_EXERCISE DIRECTIONS_:
Reproduce precisely the lines of the listing below, starting with the line that contains "crest in the photograph above." and stopping after the line that contains "bench in the photograph above."; include nothing else.

_RECORDS FOR PROCESSING_:
::::::::::

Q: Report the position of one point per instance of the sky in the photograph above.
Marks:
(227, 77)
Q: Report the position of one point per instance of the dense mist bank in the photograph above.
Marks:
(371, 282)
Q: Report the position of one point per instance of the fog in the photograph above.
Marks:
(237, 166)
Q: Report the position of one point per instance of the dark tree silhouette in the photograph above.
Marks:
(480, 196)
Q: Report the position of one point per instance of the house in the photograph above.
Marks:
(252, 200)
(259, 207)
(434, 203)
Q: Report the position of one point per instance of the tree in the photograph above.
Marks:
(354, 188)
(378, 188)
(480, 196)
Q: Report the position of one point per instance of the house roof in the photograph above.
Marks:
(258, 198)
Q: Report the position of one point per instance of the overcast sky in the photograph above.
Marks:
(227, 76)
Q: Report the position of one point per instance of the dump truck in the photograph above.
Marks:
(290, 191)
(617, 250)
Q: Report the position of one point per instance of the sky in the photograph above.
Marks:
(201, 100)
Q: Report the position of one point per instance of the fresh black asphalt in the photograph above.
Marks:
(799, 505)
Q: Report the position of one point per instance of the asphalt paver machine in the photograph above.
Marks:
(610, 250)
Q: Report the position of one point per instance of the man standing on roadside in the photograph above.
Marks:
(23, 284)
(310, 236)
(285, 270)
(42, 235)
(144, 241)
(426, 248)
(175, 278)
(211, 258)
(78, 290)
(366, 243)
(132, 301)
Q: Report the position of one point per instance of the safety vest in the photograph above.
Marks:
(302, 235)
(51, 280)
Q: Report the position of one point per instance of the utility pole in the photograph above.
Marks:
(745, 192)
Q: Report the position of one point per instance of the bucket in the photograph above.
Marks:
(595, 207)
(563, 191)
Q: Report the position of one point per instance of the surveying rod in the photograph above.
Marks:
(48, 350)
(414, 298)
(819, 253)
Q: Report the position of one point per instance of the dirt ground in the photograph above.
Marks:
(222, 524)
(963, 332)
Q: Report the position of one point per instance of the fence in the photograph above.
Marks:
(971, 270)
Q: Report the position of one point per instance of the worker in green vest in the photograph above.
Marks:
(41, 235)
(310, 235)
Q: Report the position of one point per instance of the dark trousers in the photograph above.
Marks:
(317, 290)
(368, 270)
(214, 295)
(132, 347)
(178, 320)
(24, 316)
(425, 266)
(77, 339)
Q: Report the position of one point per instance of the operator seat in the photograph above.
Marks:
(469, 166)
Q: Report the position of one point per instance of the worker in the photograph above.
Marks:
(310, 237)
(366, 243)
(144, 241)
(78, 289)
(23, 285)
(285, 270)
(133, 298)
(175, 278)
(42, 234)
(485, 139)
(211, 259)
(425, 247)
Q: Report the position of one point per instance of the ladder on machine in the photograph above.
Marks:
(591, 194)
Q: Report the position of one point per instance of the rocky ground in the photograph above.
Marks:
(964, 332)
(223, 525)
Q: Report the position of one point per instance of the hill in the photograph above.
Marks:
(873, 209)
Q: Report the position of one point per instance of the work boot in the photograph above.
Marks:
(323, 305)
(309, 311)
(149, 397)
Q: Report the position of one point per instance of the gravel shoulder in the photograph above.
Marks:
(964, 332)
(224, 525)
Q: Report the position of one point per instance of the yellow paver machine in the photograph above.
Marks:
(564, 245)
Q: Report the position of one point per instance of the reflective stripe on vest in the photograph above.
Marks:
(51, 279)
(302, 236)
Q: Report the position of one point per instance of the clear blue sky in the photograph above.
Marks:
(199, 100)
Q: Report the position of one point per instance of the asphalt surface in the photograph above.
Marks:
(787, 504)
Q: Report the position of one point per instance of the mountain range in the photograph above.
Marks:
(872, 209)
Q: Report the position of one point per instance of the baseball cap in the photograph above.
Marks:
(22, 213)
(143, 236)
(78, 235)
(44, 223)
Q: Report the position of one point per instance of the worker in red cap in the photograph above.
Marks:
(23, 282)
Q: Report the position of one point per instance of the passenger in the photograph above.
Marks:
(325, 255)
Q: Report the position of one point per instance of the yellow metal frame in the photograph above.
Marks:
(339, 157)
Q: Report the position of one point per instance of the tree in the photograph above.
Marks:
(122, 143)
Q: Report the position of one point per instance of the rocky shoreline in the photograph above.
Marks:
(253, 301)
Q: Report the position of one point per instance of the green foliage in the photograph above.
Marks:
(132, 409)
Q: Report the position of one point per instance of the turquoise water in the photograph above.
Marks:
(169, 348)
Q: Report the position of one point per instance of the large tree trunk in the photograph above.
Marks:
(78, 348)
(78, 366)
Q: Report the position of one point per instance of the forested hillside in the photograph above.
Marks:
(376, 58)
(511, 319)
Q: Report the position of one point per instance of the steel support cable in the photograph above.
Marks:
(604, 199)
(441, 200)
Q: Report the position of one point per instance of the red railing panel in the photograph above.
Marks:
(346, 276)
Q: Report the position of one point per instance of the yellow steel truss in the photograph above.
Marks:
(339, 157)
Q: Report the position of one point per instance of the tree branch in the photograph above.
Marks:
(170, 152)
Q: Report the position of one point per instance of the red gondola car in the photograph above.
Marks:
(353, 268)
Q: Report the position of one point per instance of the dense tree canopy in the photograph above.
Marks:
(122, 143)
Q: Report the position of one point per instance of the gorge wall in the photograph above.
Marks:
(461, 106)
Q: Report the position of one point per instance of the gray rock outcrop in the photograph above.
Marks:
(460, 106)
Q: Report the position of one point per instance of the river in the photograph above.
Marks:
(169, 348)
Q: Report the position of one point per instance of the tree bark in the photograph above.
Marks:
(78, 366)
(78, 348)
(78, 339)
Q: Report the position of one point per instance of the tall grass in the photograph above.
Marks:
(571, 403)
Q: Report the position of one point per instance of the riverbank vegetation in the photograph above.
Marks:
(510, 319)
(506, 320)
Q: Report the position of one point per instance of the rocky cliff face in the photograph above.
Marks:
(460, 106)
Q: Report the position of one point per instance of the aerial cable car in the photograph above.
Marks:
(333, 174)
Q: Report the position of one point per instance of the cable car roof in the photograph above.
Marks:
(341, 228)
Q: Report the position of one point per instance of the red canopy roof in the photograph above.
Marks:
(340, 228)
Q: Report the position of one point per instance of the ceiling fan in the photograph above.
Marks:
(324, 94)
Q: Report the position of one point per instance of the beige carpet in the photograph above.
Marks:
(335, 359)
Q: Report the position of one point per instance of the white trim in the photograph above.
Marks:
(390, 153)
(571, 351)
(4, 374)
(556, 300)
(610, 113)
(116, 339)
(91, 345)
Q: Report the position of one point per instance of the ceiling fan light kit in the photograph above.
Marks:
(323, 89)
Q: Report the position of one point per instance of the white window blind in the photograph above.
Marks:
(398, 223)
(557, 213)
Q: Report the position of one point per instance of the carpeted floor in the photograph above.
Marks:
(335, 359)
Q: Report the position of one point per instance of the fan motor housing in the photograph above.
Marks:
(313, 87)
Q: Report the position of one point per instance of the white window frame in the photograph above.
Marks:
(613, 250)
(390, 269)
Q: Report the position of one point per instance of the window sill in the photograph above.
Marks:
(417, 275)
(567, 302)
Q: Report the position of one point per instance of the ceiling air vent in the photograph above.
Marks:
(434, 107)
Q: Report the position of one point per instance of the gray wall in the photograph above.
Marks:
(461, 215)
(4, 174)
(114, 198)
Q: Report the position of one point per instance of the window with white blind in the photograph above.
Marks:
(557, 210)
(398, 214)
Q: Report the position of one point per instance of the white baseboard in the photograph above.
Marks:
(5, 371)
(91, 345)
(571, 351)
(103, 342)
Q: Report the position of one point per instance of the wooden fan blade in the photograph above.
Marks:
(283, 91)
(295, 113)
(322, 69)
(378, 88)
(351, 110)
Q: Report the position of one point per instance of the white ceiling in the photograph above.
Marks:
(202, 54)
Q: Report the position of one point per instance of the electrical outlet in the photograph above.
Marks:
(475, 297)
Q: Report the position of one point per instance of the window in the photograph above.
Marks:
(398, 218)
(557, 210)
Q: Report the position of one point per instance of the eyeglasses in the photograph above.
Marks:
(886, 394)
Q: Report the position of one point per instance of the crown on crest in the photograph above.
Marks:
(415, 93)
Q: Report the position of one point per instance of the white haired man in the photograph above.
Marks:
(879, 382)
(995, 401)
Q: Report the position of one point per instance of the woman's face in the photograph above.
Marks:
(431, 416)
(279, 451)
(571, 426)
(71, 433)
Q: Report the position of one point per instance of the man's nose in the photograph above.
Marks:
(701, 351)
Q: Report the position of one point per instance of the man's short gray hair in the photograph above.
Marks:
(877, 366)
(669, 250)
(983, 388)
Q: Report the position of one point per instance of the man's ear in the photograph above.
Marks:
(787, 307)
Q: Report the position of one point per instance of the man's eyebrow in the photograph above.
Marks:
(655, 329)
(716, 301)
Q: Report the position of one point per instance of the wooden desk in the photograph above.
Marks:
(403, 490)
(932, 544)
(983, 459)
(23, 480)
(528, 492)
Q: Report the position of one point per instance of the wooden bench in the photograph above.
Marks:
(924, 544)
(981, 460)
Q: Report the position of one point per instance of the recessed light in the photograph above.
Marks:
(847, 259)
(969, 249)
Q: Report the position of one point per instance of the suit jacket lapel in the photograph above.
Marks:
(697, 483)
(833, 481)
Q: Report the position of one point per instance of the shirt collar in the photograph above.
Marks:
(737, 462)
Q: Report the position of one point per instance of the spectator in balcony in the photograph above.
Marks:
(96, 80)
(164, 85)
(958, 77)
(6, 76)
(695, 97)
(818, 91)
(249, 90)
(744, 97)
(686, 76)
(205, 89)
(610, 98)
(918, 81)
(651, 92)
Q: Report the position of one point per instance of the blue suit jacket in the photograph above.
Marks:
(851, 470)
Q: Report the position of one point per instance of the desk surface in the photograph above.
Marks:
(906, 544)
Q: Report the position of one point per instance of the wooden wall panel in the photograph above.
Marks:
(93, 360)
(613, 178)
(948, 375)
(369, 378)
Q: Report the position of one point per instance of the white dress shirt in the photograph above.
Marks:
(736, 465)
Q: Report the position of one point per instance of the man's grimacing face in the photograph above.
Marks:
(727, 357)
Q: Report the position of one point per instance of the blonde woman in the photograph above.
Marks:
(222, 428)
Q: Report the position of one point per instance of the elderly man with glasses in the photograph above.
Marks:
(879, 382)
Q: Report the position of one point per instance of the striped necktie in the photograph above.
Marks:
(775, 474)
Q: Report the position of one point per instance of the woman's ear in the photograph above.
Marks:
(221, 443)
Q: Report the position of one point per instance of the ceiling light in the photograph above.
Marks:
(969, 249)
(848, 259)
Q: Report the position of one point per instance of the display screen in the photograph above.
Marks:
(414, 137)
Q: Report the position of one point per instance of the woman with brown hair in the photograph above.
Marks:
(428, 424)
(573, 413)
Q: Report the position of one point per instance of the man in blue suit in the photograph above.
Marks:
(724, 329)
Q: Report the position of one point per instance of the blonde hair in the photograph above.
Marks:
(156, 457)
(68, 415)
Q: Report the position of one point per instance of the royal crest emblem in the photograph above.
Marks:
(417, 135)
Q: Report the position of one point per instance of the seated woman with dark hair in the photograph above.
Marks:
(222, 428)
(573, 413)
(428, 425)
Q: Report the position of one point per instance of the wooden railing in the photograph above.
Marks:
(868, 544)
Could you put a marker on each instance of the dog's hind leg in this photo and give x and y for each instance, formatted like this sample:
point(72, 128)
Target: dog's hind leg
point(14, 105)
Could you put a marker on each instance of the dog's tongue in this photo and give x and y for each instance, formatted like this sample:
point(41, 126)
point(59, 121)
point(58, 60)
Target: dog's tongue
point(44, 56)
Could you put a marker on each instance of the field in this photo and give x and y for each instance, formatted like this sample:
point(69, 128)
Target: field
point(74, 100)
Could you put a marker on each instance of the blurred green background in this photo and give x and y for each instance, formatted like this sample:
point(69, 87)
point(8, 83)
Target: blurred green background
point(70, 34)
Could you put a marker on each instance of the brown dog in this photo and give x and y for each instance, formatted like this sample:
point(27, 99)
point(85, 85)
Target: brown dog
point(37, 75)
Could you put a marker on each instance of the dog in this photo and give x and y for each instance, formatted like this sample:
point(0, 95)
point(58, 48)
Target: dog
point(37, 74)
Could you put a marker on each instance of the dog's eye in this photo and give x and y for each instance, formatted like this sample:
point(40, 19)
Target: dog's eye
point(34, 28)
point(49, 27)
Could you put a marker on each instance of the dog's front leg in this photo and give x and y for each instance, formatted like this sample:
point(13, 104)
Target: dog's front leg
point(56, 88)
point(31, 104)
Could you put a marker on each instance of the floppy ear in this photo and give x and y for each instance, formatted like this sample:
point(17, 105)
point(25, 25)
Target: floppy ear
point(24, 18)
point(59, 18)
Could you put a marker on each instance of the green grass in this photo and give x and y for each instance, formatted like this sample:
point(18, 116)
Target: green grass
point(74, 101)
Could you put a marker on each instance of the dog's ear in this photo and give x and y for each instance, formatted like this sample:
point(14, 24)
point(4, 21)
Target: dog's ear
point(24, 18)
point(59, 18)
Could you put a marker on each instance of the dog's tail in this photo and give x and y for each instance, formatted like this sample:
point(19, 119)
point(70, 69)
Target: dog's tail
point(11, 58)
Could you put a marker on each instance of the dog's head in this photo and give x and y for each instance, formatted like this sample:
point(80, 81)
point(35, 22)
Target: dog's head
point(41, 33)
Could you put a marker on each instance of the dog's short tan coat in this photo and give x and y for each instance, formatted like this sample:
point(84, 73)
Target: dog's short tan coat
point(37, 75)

::::::::::

_TASK RESULT_:
Q: Report the position of one point per instance of the crown on crest in the photograph above.
Marks:
(415, 93)
Q: Report the position of one point per instance of the white haired man in the photograph above.
Marks:
(879, 382)
(995, 401)
Q: Report the position of one point per instance of the woman's face in the photograph above.
Marks:
(431, 416)
(279, 451)
(571, 426)
(71, 433)
Q: Report the position of one point per instance of the man's nose in the photograph above.
Marks:
(701, 351)
Q: Report the position of one point per instance of the man's short gray hair in the photograph above.
Marks:
(877, 366)
(669, 250)
(983, 388)
Q: Report the position of one point per instance of the man's ear in the photograph above.
Marks:
(787, 307)
Q: Report the position of one point per instance of the man's eyebrow in the photograph above.
Marks:
(655, 329)
(716, 301)
Q: Report the position of one point per instance of the wooden desk in the photograph above.
Marks:
(403, 490)
(932, 544)
(983, 459)
(23, 480)
(528, 492)
Q: Report the position of one point per instance of the wooden bench in the photograph above.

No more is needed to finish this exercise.